START ENTRIES PROVIDED

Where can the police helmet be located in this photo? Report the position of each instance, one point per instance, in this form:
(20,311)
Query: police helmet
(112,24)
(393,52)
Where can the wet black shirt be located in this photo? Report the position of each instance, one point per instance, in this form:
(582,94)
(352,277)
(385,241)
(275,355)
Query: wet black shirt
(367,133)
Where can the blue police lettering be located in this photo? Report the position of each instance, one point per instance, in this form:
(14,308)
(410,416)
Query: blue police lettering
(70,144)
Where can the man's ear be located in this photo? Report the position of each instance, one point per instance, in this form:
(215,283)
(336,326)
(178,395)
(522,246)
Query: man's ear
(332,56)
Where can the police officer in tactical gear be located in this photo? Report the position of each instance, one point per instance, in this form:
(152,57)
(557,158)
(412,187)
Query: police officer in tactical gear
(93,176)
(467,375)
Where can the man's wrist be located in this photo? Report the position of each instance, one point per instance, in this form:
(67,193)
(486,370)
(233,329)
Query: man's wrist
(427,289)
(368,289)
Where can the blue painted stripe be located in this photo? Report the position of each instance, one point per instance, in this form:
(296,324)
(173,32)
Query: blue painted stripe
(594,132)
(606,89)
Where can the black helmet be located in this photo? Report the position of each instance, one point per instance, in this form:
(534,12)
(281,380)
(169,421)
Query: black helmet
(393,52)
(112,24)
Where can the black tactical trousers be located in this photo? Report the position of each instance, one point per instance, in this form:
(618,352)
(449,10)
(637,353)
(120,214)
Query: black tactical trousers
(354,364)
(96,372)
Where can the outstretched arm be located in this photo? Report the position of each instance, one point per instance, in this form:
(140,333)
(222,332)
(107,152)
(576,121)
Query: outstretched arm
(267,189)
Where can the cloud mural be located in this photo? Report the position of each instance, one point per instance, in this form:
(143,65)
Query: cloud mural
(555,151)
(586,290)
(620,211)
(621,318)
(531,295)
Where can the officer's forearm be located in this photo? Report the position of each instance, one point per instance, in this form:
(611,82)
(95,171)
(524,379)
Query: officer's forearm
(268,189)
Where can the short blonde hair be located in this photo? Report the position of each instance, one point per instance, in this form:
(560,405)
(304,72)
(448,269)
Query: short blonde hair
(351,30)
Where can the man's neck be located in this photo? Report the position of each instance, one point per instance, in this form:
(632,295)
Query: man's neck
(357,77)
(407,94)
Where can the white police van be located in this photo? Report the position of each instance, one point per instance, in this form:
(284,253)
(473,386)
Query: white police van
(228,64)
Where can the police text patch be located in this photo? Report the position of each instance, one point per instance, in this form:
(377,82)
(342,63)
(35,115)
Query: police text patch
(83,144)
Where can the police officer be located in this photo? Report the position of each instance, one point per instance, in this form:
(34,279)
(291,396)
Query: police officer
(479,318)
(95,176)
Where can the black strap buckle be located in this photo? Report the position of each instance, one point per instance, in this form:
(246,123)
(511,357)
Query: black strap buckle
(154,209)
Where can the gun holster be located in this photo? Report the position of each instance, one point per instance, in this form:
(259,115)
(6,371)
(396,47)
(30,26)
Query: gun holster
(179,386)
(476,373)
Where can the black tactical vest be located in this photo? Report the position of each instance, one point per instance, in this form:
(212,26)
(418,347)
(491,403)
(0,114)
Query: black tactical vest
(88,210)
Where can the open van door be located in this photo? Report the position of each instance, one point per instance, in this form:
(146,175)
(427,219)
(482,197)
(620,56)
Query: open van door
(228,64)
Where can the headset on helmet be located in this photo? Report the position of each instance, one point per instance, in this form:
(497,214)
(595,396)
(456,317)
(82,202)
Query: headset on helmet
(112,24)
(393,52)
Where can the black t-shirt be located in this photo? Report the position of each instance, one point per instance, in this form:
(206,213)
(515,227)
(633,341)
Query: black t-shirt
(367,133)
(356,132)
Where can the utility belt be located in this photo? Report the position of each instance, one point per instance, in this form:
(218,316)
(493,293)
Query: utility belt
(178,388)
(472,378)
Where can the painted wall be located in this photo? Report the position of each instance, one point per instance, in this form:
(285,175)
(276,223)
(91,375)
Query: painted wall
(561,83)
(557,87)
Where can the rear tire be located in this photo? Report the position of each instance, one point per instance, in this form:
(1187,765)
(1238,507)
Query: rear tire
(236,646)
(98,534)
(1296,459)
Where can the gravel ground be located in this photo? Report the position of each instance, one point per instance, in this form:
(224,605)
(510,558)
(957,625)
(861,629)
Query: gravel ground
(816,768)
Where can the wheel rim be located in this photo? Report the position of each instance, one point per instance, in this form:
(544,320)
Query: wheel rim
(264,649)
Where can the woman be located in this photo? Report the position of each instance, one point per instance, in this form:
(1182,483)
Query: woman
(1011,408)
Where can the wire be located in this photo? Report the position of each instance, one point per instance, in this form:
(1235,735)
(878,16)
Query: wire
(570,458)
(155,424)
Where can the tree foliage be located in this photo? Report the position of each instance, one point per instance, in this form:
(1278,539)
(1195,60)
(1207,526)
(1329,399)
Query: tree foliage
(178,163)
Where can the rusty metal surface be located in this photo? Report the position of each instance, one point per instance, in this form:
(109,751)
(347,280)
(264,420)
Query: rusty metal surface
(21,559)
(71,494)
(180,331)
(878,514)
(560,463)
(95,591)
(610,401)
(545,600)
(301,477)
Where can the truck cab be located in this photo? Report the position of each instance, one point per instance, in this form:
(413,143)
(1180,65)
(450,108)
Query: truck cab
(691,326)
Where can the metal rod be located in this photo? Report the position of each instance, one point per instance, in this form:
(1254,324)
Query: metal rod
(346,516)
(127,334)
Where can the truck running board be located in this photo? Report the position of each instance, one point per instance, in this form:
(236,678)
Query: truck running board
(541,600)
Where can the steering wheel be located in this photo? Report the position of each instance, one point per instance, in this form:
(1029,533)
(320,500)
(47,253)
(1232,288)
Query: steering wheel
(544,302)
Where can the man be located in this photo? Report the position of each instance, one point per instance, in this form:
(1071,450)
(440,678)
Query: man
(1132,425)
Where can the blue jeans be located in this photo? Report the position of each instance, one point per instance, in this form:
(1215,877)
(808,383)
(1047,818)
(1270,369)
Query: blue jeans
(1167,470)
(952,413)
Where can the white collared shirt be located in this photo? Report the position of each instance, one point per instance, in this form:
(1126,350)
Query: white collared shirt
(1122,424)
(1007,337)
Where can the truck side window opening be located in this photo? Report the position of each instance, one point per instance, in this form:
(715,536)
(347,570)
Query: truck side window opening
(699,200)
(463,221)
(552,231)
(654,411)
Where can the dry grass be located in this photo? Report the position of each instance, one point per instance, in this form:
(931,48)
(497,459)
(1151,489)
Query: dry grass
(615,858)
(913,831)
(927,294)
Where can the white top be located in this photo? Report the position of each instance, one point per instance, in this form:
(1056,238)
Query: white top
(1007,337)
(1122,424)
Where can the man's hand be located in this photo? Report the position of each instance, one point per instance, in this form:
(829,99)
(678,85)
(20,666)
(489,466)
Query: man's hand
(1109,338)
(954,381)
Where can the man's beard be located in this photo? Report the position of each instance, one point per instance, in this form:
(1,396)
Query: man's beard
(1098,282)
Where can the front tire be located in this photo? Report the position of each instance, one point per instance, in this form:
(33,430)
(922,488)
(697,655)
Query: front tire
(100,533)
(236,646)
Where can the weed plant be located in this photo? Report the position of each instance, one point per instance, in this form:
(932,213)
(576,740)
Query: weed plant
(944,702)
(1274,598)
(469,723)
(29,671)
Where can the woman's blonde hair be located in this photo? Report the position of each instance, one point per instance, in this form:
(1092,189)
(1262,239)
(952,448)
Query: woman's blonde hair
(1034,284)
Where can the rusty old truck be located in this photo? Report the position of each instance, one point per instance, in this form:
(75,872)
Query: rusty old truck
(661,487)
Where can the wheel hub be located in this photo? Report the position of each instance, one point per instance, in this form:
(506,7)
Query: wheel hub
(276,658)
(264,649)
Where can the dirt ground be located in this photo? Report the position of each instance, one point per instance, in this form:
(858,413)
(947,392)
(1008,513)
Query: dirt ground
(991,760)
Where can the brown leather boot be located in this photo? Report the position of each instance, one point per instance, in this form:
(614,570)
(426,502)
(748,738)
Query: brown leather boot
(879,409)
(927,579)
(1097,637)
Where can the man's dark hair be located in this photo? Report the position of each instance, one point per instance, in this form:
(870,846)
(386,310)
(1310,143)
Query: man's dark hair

END ENTRIES PROVIDED

* INSTRUCTIONS FOR THE TASK *
Read through the entries above and copy each line that has the string "dark" in it.

* OUTPUT OF THE TASK *
Where can the man's dark hair be located in this photo? Report the position of each instance, one point per instance, in this form:
Query: man's dark hair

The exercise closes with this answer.